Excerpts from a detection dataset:
>> begin
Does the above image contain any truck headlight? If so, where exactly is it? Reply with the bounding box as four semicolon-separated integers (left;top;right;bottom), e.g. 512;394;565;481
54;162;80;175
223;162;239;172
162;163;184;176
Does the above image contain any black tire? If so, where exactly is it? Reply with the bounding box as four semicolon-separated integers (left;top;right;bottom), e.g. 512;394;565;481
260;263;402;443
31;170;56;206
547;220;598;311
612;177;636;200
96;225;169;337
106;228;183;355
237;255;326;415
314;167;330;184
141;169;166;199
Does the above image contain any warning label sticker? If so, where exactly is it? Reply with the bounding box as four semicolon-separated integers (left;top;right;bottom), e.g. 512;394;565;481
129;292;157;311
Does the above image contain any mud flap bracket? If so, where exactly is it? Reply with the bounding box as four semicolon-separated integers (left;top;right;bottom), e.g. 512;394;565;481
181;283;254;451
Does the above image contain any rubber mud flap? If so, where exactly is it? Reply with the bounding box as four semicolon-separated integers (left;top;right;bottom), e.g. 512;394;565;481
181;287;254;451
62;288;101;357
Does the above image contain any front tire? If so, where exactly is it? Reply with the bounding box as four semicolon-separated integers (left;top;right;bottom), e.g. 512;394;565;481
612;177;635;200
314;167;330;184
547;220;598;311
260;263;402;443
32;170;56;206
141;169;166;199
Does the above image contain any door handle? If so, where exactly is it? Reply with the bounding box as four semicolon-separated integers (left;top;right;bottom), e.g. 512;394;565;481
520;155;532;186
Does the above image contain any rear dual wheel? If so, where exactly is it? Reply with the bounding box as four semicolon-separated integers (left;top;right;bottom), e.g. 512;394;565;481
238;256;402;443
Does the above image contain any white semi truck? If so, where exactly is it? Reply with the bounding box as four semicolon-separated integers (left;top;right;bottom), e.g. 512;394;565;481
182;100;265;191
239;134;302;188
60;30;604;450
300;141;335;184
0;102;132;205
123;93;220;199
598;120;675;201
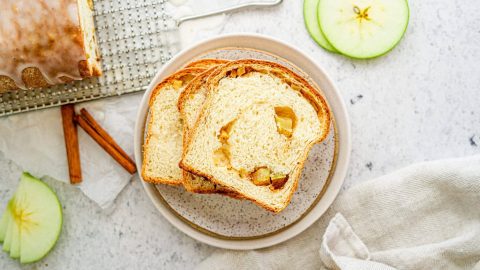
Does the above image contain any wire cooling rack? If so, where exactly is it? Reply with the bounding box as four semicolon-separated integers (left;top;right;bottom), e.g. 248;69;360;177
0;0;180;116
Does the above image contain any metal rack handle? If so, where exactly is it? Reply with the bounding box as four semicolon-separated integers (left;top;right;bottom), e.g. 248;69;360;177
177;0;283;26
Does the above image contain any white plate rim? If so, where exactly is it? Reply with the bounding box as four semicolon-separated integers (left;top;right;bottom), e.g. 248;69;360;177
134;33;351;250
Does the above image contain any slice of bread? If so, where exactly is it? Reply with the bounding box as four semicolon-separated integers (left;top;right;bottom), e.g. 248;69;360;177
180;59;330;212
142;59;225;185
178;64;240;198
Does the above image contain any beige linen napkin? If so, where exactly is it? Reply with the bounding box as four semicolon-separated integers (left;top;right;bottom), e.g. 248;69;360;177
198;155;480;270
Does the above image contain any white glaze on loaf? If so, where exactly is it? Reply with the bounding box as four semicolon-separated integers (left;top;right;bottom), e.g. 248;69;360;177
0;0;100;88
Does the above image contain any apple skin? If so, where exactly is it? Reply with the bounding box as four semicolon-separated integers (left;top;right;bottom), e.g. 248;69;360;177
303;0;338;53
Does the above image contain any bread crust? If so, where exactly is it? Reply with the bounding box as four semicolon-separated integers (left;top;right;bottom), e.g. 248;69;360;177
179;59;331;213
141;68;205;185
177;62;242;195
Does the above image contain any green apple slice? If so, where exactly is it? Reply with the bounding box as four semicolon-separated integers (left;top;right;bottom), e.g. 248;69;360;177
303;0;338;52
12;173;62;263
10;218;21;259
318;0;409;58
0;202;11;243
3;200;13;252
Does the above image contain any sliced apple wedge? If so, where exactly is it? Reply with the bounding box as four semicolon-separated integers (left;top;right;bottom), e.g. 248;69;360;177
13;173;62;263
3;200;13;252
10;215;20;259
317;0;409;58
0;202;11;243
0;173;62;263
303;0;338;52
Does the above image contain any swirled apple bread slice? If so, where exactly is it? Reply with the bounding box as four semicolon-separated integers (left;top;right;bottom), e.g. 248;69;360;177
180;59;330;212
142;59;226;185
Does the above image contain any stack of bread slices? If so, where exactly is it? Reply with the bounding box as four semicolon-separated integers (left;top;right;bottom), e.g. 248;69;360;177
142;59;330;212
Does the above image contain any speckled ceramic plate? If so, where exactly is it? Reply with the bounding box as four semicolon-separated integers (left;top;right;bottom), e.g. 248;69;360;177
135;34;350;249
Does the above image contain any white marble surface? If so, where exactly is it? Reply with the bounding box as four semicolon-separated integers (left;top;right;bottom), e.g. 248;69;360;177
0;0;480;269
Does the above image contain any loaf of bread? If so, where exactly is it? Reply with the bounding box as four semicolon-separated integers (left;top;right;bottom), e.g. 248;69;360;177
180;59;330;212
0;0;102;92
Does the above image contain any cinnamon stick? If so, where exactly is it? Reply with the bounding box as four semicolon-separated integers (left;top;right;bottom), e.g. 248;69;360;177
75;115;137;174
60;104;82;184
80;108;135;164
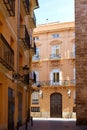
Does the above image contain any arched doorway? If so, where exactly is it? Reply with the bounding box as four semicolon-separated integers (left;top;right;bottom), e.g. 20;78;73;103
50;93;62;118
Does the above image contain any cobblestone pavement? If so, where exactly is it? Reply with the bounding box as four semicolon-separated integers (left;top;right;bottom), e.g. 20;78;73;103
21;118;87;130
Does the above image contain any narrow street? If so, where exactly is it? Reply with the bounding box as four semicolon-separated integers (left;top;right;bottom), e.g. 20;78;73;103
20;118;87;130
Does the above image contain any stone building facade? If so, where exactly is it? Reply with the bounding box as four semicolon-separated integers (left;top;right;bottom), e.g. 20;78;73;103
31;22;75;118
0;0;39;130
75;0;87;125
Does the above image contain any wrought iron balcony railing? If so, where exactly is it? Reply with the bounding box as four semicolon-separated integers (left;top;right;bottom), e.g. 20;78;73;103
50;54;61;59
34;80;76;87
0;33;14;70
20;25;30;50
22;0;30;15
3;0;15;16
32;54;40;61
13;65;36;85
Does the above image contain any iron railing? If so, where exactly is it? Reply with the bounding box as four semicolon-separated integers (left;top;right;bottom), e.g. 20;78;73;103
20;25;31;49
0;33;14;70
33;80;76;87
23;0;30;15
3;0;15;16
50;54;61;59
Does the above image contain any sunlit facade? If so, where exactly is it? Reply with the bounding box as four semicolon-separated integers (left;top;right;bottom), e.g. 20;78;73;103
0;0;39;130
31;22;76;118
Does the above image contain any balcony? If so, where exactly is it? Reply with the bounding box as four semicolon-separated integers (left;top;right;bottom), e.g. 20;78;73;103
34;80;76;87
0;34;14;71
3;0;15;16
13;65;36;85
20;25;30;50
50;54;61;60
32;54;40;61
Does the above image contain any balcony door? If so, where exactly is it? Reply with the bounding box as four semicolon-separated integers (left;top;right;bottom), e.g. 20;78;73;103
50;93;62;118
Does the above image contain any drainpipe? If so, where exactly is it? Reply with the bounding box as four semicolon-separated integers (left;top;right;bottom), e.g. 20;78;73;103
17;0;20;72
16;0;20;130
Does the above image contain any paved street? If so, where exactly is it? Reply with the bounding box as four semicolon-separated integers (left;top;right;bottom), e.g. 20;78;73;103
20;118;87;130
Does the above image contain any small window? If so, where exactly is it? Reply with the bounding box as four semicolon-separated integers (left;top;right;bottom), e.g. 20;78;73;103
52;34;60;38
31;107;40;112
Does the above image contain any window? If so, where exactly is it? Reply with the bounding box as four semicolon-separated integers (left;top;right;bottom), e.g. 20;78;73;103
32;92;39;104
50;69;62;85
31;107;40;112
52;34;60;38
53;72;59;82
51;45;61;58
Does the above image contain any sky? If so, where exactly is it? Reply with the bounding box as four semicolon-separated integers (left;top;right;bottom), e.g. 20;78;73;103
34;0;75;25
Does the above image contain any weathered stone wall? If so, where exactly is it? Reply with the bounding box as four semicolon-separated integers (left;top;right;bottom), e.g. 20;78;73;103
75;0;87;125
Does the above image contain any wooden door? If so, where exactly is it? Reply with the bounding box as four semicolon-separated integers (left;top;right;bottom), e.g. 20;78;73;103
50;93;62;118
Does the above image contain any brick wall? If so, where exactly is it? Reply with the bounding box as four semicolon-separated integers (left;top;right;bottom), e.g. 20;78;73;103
>> end
SHORT PROBLEM: Copy the rows from the line with "Does the above image contain any drainpipe?" up to and including the line with "16;0;20;130", substituting "downspout" for "drainpipe" and changing nothing else.

REPLY:
Does the above image contain any downspout? If so, where exactly is it? Reply with the bounding box as four semicolon-separated integers (left;top;right;bottom), e.g. 20;78;73;103
17;0;20;72
16;0;20;130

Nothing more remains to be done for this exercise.